Start of Selected extract

In the glovebox, the 250 mL reaction flask is charged sequentially with N-methyl-N-phenyl benzamide (3) (7.4 g, 35 mmol, 1.0 equiv), 1,3-bis(2,6-di-i-propylphenyl)imidazolidin-2-ylidene (SIPr) (1.4 g, 3.6 mmol, 0.1 equiv) (Note 23) and Ni(cod)₂ (1.07 g, 3.90 mmol, 0.11 equiv) (Note 24). The condenser is disconnected from the 5 mL protection flask, and fitted to the 250 mL reaction flask, which is secured using a Keck clip, and the assembled glassware is transferred out of the glovebox (Note 25) into a fume hood. The septum at the top of the reflux condenser is pierced with a needle (18G) connected to an argon manifold, and with another needle (18G) that is connected to a gas outlet terminating in an oil bubbler. The atmosphere is maintained under a slight positive pressure of argon for the duration of the reaction. Under a positive pressure of argon, the Keck clip is removed, and the joint between the flask and condenser is sealed with Teflon tape, then the Keck clip is mounted again. Toluene (35 mL, 1.0 M) (Note 26) is added to the reaction vessel via a plastic syringe fitted with an 18G needle. Finally, 2-(trimethylsilyl)ethan-1-ol (4) (6.2 mL, 43 mmol, 1.2 equiv) (Note 27) is added via a plastic syringe fitted with a 21G needle (Note 28). The condenser is attached to a running water line, and the reaction flask is then placed in an oil bath maintained at 110 °C and stirred for 24 h (250 rpm).

End of Selected extract

From the reaction procedure above, list each substance added to the 250 mL reaction flask, in the order of addition, with its stated mass or volume.

Start of Collected data

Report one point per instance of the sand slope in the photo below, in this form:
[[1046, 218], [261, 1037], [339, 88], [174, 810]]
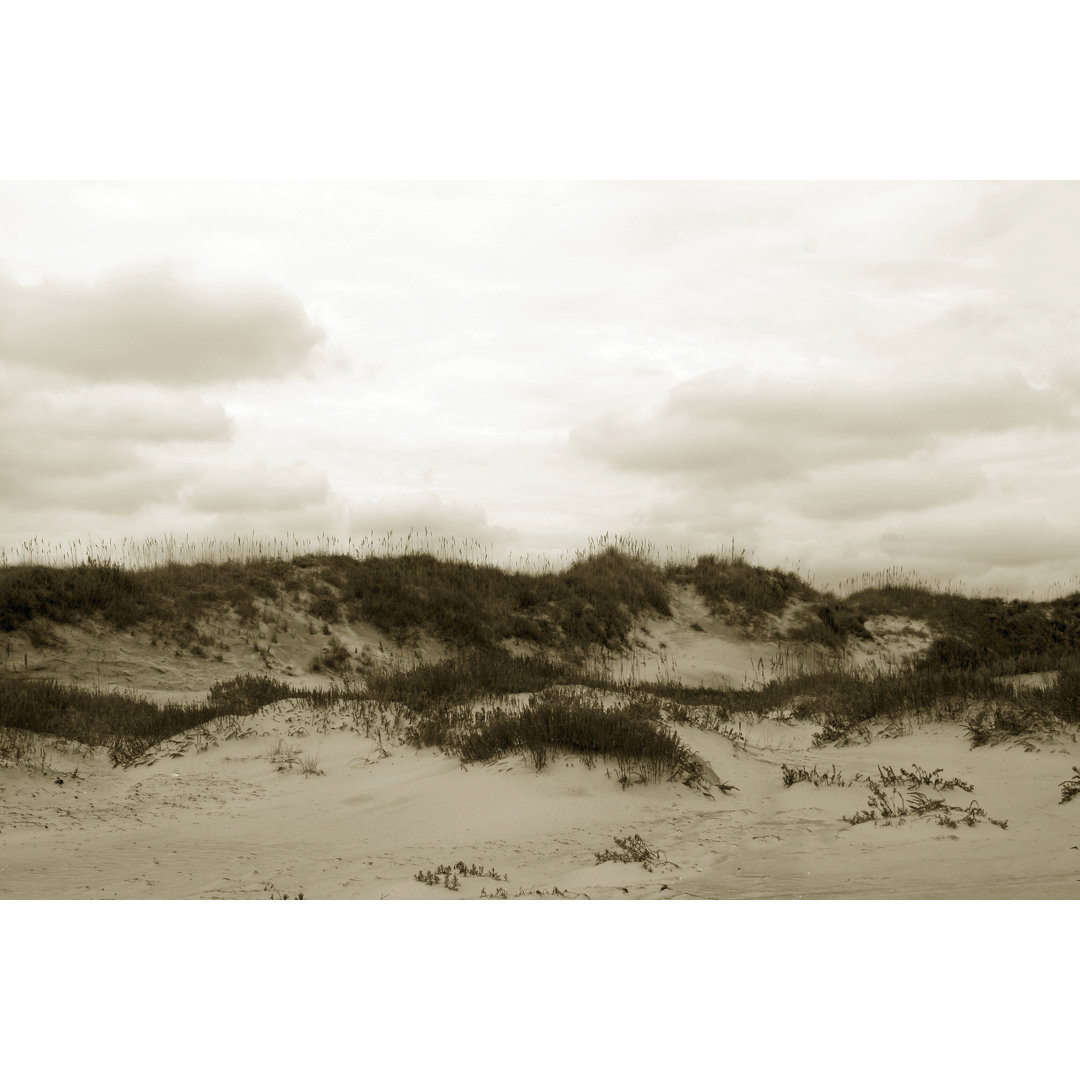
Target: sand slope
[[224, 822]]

End of Collected data

=== Exercise solution ===
1. N-methyl-N-phenyl benzamide (3): 7.4 g
2. 1,3-bis(2,6-di-i-propylphenyl)imidazolidin-2-ylidene (SIPr): 1.4 g
3. Ni(cod)₂: 1.07 g
4. Toluene: 35 mL
5. 2-(trimethylsilyl)ethan-1-ol (4): 6.2 mL